The reply should hold every record, copied exactly.

(Saved entries)

= Beginning of Section =

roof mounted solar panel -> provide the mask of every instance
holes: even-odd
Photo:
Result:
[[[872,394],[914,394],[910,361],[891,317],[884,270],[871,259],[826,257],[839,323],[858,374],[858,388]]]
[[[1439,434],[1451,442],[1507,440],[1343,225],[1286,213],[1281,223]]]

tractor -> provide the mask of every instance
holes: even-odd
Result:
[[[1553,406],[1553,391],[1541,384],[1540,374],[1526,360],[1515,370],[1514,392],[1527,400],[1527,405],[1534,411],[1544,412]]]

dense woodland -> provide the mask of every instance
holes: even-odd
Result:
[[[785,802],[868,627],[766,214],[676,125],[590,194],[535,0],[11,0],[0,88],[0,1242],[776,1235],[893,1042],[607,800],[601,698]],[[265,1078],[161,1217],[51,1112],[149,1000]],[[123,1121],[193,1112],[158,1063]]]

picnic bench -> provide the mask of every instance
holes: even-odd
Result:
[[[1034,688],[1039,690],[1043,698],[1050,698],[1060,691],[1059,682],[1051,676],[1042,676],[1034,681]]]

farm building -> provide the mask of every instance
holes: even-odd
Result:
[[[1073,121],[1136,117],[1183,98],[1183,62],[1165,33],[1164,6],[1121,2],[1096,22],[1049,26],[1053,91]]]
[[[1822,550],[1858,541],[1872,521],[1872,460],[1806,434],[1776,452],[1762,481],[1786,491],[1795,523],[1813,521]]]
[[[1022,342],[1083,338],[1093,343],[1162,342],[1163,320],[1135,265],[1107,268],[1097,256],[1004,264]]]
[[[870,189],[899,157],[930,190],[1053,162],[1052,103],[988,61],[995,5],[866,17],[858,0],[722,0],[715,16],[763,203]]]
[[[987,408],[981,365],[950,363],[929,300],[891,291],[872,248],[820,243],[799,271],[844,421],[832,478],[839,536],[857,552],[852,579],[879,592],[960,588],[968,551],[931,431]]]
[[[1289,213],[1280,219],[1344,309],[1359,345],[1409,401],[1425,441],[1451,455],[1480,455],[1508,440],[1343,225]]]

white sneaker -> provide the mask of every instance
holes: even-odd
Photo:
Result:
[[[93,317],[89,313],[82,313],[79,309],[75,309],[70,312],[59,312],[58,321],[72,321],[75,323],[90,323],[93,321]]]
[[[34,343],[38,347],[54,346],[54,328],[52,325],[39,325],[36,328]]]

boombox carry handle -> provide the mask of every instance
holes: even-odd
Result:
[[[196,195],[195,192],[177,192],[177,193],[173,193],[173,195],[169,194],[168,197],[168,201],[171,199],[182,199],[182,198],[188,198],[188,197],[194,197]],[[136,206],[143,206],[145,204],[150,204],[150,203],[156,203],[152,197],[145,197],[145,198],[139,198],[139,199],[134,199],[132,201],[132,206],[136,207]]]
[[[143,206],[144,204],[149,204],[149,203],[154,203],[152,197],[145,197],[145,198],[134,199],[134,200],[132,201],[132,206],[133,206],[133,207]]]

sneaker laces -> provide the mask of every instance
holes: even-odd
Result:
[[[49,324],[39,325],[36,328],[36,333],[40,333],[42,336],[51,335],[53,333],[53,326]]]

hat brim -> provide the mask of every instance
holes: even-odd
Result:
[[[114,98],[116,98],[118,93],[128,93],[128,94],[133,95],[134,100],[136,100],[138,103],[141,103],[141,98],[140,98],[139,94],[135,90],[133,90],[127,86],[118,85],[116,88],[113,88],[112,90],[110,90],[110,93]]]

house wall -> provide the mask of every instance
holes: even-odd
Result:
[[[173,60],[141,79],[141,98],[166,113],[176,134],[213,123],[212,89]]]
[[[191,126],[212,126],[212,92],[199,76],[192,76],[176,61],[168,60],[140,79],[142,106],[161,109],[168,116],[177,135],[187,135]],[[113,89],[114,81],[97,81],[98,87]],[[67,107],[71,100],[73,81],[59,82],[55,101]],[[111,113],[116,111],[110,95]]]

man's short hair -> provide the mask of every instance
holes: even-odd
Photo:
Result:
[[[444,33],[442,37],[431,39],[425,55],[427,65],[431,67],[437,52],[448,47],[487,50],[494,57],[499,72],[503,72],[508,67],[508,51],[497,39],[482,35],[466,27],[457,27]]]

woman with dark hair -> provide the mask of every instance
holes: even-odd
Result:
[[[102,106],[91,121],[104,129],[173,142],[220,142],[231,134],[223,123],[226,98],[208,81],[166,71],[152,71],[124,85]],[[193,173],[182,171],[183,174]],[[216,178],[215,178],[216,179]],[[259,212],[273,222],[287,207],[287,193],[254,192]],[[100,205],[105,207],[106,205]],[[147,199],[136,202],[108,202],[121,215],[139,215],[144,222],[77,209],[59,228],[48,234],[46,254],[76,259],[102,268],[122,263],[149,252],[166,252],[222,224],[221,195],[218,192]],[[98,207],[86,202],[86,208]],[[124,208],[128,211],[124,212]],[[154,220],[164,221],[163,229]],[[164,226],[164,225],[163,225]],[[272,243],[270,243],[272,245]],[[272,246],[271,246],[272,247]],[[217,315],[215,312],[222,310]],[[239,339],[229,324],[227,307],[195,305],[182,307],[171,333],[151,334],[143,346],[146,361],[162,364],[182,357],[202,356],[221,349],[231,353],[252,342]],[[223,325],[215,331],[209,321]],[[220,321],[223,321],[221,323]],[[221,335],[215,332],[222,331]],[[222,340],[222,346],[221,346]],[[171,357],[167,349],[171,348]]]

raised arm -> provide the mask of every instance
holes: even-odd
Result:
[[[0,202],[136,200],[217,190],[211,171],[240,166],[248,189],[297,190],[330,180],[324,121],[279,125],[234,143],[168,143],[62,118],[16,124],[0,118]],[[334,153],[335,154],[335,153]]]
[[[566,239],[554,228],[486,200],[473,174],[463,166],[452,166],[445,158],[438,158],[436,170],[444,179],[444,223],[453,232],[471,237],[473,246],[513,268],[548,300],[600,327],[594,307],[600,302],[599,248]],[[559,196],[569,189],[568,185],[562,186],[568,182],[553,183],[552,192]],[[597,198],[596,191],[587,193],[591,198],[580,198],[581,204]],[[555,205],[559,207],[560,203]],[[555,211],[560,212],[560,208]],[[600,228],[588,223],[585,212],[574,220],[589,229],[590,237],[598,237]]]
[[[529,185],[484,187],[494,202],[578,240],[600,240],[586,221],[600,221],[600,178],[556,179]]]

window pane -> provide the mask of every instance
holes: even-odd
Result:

= End of Section =

SOLUTION TO THIS TASK:
roof mounted solar panel -> provide the mask of every instance
holes: even-odd
Photo:
Result:
[[[872,394],[914,394],[910,361],[891,317],[884,270],[871,259],[826,257],[839,323],[858,374],[858,388]]]
[[[1439,434],[1451,442],[1507,440],[1343,225],[1286,213],[1281,223]]]

tractor -> provide the mask of every instance
holes: even-odd
Result:
[[[1553,406],[1553,391],[1541,384],[1540,374],[1526,360],[1515,370],[1514,392],[1527,400],[1527,405],[1534,411],[1544,412]]]

dense woodland -> provide the mask of every instance
holes: even-odd
Result:
[[[785,802],[868,627],[766,214],[676,125],[590,194],[535,0],[11,0],[0,88],[0,1242],[776,1235],[893,1042],[607,800],[601,698]],[[265,1078],[161,1217],[51,1112],[149,1000]],[[123,1121],[193,1112],[158,1063]]]

picnic bench -> provide the mask of every instance
holes: even-odd
Result:
[[[1034,688],[1039,690],[1043,698],[1050,698],[1060,691],[1059,682],[1051,676],[1042,676],[1034,681]]]

farm building -> provide the mask of every instance
holes: even-odd
Result:
[[[1073,121],[1136,117],[1183,98],[1183,62],[1165,33],[1164,6],[1121,2],[1096,22],[1049,26],[1053,91]]]
[[[1822,550],[1858,541],[1872,521],[1872,460],[1806,434],[1776,452],[1762,481],[1786,491],[1795,523],[1813,521]]]
[[[1022,342],[1083,338],[1093,343],[1162,342],[1163,320],[1135,265],[1107,268],[1097,256],[1004,264]]]
[[[870,189],[899,157],[930,190],[1053,162],[1052,103],[988,61],[995,5],[866,17],[858,0],[722,0],[715,16],[763,203]]]
[[[987,408],[981,365],[950,363],[929,300],[891,291],[872,248],[820,243],[799,271],[844,421],[832,478],[839,536],[857,552],[852,579],[879,592],[960,588],[968,551],[931,431]]]
[[[1289,213],[1280,219],[1344,309],[1359,345],[1409,401],[1425,441],[1451,455],[1480,455],[1508,440],[1343,225]]]

white sneaker -> provide the mask of every instance
holes: even-odd
Photo:
Result:
[[[93,317],[89,313],[82,313],[79,309],[75,309],[70,312],[59,312],[58,321],[72,321],[75,323],[90,323],[93,321]]]
[[[34,343],[38,347],[54,346],[54,328],[52,325],[39,325],[36,328]]]

boombox carry handle -> provide the mask of every instance
holes: even-odd
Result:
[[[196,195],[195,192],[177,192],[177,193],[173,193],[173,195],[169,194],[168,197],[168,201],[171,199],[182,199],[182,198],[188,198],[188,197],[194,197]],[[136,206],[143,206],[145,204],[150,204],[150,203],[156,203],[152,197],[145,197],[145,198],[139,198],[139,199],[134,199],[132,201],[132,206],[136,207]]]
[[[143,206],[144,204],[149,204],[149,203],[154,203],[152,197],[145,197],[145,198],[134,199],[134,200],[132,201],[132,206],[133,206],[133,207]]]

sneaker laces -> provide the mask of every instance
holes: even-odd
Result:
[[[49,324],[39,325],[36,328],[36,333],[40,333],[42,336],[51,335],[53,333],[53,326]]]

hat brim -> provide the mask of every instance
holes: even-odd
Result:
[[[114,98],[116,98],[118,93],[128,93],[128,94],[133,95],[134,100],[136,100],[138,103],[141,103],[141,98],[140,98],[139,94],[135,90],[133,90],[127,86],[118,85],[116,88],[113,88],[112,90],[110,90],[110,93]]]

house wall -> provide the mask of every instance
holes: even-odd
Result:
[[[173,60],[141,79],[141,98],[166,113],[176,134],[213,123],[212,89]]]
[[[191,126],[212,126],[212,92],[199,76],[192,76],[176,61],[168,60],[140,79],[142,106],[161,109],[168,116],[177,135],[187,135]],[[113,89],[114,81],[97,81],[98,87]],[[67,107],[71,100],[73,81],[59,82],[55,101]],[[111,113],[116,111],[110,95]]]

man's short hair -> provide the mask of every instance
holes: even-odd
Photo:
Result:
[[[444,33],[442,37],[431,39],[425,55],[427,65],[431,67],[437,52],[448,47],[487,50],[494,57],[499,72],[503,72],[508,67],[508,51],[497,39],[482,35],[466,27],[457,27]]]

woman with dark hair -> provide the mask of every instance
holes: even-odd
Result:
[[[102,106],[91,121],[104,129],[173,142],[220,142],[231,134],[223,123],[226,98],[208,81],[166,71],[152,71],[124,85]],[[193,173],[182,171],[183,174]],[[216,178],[215,178],[216,179]],[[259,212],[273,222],[287,207],[287,193],[254,192]],[[100,205],[105,207],[106,205]],[[147,199],[136,202],[108,202],[121,215],[139,215],[144,222],[77,209],[59,228],[48,234],[46,254],[76,259],[102,268],[122,263],[149,252],[166,252],[222,224],[221,195],[218,192]],[[98,207],[86,202],[86,208]],[[124,208],[128,211],[124,212]],[[154,220],[164,221],[163,229]],[[164,226],[164,225],[163,225]],[[272,243],[270,243],[272,245]],[[272,246],[271,246],[272,247]],[[217,315],[215,312],[222,310]],[[239,339],[229,324],[227,307],[195,305],[182,307],[171,333],[151,334],[143,346],[146,361],[162,364],[182,357],[202,356],[221,349],[231,353],[252,342]],[[223,325],[215,331],[209,321]],[[220,321],[223,321],[221,323]],[[221,335],[215,332],[222,331]],[[222,340],[222,346],[221,346]],[[171,357],[167,349],[171,348]]]

raised arm -> provide the mask of every instance
holes: even-odd
Result:
[[[0,202],[136,200],[217,190],[211,171],[240,166],[248,189],[297,190],[330,180],[324,121],[279,125],[234,143],[168,143],[62,118],[16,124],[0,118]],[[334,153],[335,154],[335,153]]]
[[[566,239],[554,228],[486,200],[473,174],[463,166],[452,166],[445,158],[438,158],[436,170],[444,179],[444,223],[453,232],[471,237],[473,246],[513,268],[548,300],[600,327],[594,307],[600,302],[599,248]],[[559,196],[569,189],[568,185],[562,186],[568,182],[553,183],[552,192]],[[597,198],[596,191],[587,193],[591,198],[580,198],[581,204]],[[555,205],[559,207],[560,203]],[[555,211],[560,212],[560,208]],[[600,228],[588,223],[585,212],[574,220],[589,229],[590,237],[598,237]]]
[[[529,185],[484,187],[494,202],[578,240],[600,240],[586,221],[600,221],[600,178],[556,179]]]

window pane -> provide the mask of every instance
holes: even-odd
Result:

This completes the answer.